> [Exercise requirements]:
Copy the records below verbatim, from the first line through the line containing "51L692 133L824 139L900", inclusive, and output nothing else.

··········

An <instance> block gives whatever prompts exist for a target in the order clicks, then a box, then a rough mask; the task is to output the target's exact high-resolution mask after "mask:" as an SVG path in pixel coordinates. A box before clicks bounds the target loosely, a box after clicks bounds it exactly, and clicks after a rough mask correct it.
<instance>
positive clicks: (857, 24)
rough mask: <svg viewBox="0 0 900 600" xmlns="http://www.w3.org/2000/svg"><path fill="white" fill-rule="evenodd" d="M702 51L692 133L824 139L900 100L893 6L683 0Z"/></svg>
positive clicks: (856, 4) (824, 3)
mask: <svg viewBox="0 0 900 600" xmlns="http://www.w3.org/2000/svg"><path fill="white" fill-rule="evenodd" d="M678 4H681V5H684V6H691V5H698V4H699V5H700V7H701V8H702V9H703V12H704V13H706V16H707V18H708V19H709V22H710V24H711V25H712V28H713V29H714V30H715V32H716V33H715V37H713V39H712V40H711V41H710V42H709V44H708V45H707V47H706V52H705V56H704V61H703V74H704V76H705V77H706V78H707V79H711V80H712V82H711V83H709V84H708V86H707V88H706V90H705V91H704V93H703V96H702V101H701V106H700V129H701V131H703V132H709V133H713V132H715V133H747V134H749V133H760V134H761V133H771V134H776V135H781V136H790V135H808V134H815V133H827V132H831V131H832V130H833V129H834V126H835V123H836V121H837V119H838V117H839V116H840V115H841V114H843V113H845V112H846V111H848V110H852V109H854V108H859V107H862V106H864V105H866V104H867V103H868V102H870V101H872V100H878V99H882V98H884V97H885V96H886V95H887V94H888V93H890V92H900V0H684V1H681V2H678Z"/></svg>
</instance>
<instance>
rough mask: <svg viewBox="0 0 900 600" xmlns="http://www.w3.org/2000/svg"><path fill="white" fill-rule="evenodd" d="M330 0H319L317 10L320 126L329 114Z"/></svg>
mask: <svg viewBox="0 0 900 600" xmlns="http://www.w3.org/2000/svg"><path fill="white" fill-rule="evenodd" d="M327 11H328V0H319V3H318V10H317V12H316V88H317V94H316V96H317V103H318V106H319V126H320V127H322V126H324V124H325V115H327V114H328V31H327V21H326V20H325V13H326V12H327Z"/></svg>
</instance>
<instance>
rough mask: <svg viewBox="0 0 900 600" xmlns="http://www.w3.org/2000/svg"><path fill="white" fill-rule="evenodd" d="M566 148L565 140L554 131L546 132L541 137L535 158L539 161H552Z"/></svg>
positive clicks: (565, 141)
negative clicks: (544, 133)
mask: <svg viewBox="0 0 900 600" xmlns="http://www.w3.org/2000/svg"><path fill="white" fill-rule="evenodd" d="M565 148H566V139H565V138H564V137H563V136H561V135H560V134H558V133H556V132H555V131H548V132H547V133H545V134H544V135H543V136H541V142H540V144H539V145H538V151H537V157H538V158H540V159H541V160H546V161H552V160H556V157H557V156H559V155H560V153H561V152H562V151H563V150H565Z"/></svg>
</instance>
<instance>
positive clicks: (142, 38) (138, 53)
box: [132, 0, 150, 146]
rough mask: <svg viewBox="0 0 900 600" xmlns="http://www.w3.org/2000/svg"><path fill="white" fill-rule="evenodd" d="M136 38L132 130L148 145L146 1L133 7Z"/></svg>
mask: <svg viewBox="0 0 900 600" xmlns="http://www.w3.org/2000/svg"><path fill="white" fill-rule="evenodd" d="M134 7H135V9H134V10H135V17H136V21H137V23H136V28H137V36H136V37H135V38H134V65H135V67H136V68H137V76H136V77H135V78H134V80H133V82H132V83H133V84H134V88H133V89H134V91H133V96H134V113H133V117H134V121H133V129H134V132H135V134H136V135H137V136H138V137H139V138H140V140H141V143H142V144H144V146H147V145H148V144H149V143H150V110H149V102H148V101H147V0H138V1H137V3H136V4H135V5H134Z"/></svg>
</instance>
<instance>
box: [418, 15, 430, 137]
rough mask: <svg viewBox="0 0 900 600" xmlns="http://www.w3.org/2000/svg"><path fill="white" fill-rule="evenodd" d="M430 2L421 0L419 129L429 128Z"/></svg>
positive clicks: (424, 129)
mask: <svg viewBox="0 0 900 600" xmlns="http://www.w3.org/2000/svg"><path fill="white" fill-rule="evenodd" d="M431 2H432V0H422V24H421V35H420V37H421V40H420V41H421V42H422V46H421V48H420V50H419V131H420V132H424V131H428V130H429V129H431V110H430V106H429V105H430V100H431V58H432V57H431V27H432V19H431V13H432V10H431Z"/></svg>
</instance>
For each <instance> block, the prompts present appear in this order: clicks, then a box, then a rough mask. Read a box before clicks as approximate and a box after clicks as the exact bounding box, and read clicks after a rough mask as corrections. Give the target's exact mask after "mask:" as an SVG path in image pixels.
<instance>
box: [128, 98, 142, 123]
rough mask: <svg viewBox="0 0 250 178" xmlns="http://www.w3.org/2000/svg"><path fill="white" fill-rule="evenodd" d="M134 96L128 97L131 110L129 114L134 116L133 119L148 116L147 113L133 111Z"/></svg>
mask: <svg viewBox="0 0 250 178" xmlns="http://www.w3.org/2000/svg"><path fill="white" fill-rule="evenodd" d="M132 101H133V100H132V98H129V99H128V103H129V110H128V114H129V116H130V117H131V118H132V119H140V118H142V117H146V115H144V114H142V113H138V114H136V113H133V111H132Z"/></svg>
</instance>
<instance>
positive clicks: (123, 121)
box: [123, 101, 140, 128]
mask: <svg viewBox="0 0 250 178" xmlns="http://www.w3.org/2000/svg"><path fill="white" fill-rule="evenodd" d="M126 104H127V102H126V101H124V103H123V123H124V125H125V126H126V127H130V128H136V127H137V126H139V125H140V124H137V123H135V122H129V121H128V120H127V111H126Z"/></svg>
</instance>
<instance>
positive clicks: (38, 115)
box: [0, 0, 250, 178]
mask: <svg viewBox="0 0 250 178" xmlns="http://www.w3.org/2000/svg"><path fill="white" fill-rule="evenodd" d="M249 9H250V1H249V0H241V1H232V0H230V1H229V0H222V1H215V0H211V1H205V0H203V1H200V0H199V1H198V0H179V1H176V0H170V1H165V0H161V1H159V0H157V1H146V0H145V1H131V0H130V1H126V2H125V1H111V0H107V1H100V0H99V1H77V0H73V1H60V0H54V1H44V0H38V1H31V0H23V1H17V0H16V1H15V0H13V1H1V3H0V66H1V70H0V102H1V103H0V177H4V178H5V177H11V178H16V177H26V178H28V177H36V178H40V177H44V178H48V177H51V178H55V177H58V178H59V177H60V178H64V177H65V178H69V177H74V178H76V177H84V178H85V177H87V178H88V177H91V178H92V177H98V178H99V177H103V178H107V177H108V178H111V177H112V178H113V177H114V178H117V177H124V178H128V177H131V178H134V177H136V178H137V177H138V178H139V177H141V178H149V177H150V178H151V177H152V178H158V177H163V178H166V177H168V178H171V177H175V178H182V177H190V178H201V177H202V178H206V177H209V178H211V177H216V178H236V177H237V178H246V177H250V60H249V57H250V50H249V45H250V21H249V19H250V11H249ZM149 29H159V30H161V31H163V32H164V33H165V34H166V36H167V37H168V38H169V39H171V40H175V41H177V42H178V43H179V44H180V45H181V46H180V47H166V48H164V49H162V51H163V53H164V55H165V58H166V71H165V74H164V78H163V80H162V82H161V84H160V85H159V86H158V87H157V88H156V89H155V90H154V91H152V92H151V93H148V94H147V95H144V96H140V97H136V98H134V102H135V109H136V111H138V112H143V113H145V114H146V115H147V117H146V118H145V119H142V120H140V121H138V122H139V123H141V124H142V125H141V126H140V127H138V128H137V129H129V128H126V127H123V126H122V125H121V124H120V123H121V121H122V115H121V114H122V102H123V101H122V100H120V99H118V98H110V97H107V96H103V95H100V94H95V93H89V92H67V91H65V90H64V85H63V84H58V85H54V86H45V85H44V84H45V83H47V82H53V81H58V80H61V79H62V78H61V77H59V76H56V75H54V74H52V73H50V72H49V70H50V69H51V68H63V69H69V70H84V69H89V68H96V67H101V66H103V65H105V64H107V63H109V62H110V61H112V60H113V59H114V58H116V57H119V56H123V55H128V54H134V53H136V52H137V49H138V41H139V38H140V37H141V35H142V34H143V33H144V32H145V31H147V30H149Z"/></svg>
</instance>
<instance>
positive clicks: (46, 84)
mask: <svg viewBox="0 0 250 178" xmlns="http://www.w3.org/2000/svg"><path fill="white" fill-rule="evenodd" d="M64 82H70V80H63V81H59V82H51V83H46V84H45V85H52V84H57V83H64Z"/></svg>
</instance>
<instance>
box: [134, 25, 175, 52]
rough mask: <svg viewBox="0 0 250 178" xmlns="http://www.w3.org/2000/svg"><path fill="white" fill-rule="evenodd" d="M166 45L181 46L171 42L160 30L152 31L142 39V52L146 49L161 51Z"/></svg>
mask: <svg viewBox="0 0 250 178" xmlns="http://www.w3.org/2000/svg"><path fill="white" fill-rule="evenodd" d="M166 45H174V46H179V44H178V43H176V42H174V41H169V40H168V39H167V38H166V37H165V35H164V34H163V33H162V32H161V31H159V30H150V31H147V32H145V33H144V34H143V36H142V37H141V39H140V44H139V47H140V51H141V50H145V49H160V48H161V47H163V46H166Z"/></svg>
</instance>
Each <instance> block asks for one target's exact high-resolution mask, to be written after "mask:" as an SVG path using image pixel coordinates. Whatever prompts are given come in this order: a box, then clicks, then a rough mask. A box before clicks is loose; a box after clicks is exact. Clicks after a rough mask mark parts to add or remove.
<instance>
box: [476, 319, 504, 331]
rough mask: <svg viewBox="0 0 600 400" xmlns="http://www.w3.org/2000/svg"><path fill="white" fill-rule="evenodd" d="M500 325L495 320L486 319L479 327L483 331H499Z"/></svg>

··········

> [Result]:
An <instance> block gives whatever prompts exist for a target in the order clicks, then a box, then a rough mask; the task is to output the target's exact high-resolution mask after "mask:" as an SVG path in pixel coordinates. A box before clicks bounds the target loosely, a box after clicks bounds it exactly, and clicks after a rough mask correct it.
<instance>
positive clicks: (857, 24)
rough mask: <svg viewBox="0 0 900 600" xmlns="http://www.w3.org/2000/svg"><path fill="white" fill-rule="evenodd" d="M702 51L692 133L824 139L900 100L893 6L683 0Z"/></svg>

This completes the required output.